■ INSTRUCTIONS TO FOLLOW ■
In the listing below, the answer starts at the line that has "positive clicks: (359, 809) (601, 621)" and stops after the line that has "negative clicks: (86, 827)"; please repeat that part exactly and nothing more.

-- THE DATA follows --

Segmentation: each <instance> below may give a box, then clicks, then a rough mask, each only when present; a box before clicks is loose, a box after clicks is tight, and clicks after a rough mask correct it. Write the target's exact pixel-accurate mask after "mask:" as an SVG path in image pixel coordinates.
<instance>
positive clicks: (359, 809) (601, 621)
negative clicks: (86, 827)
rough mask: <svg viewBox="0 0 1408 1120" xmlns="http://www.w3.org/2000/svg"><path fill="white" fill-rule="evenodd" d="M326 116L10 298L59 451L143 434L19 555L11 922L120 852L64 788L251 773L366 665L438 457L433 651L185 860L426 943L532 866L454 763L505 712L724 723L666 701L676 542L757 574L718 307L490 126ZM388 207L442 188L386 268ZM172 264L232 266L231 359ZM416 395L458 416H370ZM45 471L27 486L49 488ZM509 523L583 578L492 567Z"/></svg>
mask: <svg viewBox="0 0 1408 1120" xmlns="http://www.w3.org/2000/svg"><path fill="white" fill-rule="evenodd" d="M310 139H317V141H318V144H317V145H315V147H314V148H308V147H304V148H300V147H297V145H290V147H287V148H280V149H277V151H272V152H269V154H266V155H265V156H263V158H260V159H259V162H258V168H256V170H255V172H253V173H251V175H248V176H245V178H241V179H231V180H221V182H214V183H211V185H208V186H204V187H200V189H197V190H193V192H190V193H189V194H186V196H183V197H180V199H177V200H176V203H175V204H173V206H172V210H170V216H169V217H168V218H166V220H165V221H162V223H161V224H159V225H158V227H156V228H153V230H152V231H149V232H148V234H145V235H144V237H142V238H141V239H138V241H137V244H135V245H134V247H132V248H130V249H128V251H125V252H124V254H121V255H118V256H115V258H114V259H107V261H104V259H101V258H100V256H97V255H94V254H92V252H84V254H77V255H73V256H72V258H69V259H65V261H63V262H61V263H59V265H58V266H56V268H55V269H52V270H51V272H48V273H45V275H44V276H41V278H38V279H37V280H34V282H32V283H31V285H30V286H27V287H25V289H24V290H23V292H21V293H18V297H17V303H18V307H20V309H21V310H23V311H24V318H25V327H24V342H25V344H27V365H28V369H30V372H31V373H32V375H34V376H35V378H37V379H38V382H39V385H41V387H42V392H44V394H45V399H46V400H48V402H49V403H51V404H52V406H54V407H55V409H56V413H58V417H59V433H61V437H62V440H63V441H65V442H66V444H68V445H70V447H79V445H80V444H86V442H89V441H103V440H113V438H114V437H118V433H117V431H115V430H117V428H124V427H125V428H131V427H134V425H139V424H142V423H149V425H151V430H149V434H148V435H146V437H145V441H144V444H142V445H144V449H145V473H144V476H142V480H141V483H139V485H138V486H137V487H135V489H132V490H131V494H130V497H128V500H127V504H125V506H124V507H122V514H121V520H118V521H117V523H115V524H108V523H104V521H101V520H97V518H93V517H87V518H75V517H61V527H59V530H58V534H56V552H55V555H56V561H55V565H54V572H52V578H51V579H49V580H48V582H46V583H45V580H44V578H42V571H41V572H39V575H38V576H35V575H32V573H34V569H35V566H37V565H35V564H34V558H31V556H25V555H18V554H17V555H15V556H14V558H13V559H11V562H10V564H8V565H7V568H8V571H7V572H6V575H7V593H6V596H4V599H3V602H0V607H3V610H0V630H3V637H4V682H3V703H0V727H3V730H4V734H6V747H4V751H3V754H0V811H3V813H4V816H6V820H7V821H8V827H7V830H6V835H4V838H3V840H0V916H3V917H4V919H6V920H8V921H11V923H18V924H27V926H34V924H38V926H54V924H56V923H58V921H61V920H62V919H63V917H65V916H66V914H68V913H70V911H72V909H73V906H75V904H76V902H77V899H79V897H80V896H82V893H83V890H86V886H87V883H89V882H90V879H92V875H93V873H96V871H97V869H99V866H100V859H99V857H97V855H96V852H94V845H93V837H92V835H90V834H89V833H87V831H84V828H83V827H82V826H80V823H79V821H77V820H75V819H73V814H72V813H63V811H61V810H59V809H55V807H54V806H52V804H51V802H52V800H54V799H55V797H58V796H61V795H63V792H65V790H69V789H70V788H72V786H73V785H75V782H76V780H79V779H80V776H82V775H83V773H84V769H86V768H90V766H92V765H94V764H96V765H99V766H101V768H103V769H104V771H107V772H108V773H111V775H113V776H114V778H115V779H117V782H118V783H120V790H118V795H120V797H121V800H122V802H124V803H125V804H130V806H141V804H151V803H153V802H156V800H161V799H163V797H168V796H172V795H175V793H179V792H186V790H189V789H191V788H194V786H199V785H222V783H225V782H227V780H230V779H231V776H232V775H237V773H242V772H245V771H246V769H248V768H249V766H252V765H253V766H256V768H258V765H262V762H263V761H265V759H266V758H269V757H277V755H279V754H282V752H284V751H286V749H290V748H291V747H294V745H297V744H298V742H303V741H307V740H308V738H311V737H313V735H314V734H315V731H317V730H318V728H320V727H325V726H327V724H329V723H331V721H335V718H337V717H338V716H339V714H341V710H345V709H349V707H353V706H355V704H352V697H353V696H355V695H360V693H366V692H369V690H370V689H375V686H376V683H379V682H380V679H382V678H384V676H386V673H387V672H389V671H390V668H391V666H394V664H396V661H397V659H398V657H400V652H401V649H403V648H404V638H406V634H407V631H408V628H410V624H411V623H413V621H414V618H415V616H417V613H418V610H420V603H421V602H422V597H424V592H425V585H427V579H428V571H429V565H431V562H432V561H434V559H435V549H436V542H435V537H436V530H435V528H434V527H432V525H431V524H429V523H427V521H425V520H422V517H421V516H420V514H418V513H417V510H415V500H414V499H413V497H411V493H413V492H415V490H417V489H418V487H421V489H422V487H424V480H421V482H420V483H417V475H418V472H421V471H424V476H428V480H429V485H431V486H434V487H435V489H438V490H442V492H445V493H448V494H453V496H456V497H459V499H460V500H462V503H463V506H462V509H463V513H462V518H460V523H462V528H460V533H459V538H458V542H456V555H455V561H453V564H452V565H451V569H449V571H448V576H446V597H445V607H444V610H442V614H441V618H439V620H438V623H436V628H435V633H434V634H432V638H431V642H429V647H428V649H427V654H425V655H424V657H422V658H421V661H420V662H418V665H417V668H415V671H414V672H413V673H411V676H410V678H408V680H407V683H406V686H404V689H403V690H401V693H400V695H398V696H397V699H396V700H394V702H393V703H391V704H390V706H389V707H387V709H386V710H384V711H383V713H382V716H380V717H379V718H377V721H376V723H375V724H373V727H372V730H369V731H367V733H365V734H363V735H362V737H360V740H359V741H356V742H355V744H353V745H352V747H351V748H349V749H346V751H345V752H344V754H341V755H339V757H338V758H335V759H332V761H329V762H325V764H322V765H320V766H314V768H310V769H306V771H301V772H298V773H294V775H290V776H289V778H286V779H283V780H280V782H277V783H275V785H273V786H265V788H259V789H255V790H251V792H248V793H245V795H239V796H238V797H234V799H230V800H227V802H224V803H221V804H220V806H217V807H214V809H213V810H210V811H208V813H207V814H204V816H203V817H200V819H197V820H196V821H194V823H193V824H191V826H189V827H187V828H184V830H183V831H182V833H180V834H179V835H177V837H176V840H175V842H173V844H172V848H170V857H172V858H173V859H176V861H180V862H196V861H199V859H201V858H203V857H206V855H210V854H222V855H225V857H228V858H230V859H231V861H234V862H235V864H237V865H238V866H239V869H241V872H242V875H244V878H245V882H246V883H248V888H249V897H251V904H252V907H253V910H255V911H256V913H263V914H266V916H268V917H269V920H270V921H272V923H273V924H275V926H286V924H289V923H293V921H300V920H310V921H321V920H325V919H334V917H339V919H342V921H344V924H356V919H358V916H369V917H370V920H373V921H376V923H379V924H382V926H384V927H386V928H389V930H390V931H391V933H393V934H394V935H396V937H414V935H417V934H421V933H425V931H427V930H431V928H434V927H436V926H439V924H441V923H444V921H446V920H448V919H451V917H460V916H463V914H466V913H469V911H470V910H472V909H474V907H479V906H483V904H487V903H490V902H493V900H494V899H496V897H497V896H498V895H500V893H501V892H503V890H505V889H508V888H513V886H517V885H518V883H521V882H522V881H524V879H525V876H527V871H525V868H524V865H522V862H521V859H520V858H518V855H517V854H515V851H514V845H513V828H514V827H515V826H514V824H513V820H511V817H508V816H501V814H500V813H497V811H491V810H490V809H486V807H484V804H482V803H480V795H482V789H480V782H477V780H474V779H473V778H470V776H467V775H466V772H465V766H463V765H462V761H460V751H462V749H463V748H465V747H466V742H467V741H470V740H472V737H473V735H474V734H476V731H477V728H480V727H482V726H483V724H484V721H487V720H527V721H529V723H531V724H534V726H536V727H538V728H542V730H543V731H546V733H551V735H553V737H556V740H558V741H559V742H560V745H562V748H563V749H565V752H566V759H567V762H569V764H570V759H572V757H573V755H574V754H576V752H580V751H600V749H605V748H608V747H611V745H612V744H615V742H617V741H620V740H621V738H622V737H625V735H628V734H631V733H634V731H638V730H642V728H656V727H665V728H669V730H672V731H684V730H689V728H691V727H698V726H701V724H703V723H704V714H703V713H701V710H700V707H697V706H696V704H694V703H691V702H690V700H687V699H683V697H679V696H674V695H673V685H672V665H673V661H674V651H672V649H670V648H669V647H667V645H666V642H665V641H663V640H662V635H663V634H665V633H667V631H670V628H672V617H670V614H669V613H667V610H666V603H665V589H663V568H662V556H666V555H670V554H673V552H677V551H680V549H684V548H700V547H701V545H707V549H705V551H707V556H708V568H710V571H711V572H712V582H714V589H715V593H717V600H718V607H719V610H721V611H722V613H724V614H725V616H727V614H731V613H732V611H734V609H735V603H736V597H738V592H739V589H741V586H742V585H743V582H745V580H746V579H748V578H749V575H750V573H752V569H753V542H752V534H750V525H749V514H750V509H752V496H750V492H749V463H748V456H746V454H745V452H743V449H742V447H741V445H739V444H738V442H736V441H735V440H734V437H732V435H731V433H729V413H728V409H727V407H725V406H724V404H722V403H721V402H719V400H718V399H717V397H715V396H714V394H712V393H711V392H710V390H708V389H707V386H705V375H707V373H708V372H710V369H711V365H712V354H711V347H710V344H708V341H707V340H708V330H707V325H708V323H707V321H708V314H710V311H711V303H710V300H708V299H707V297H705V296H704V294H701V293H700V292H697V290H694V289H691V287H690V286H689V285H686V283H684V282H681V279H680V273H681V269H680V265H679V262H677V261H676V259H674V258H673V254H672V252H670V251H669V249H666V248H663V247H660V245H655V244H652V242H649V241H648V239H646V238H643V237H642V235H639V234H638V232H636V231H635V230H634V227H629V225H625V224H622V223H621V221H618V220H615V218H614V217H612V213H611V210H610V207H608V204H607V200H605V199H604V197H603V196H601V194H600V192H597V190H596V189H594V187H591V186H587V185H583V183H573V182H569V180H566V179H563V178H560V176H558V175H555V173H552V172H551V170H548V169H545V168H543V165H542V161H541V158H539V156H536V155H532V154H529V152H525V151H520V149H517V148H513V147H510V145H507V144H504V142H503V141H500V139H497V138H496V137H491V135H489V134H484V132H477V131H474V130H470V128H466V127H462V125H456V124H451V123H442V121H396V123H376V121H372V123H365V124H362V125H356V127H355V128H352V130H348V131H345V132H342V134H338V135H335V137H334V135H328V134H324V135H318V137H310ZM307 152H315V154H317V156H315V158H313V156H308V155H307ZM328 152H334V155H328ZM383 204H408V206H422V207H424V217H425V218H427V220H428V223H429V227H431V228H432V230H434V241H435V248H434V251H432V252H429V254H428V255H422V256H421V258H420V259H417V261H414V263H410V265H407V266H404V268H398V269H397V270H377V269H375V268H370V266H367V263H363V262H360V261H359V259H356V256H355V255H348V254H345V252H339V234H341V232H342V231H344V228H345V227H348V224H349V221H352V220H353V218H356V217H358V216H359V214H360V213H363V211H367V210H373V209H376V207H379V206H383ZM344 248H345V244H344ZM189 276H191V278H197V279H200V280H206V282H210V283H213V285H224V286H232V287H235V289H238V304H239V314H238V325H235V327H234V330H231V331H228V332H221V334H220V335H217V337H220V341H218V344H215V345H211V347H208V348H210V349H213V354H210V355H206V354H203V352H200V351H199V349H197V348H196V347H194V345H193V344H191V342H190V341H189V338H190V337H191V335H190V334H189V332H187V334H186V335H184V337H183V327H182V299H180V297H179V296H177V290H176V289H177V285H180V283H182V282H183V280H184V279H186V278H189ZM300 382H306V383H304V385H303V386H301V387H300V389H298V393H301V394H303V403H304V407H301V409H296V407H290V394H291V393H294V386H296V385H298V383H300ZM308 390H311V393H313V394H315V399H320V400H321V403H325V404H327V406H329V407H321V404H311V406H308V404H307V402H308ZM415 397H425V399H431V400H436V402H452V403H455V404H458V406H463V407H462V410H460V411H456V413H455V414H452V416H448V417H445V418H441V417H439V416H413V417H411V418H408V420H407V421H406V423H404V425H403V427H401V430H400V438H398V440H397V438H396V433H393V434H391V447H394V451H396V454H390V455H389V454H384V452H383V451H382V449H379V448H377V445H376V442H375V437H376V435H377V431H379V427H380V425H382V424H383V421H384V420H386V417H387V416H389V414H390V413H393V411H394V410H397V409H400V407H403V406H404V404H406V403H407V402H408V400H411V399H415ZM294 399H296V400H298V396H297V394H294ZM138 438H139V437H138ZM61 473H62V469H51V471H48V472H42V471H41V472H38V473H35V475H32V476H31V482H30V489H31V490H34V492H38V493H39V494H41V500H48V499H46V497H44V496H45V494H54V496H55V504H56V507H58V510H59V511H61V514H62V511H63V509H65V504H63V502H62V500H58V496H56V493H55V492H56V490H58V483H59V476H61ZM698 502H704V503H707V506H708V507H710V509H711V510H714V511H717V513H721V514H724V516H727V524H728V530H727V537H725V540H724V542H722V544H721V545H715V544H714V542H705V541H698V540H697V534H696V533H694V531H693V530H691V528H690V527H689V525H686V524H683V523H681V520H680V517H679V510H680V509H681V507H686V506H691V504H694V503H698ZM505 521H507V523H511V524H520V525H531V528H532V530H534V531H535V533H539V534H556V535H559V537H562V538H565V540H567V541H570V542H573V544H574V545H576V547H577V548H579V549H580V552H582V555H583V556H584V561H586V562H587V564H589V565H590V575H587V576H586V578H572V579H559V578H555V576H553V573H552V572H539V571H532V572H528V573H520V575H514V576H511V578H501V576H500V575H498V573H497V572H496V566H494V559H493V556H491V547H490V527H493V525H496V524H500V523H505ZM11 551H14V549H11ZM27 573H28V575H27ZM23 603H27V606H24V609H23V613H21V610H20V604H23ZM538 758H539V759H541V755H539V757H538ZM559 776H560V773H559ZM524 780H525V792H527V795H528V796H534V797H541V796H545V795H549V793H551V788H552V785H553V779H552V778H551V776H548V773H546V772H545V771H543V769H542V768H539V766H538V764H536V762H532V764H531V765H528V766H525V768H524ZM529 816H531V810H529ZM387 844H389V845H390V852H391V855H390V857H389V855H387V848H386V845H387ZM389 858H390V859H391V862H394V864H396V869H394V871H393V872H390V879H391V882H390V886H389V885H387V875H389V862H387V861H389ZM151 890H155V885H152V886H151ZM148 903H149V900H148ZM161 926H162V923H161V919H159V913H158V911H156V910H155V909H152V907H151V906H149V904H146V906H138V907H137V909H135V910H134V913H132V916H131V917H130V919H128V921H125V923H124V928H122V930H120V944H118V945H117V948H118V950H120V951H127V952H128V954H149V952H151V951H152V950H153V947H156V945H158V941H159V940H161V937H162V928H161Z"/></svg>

-- THE DATA concluded --

■ ANSWER FOR THE TASK ■
positive clicks: (359, 809) (601, 621)
negative clicks: (86, 827)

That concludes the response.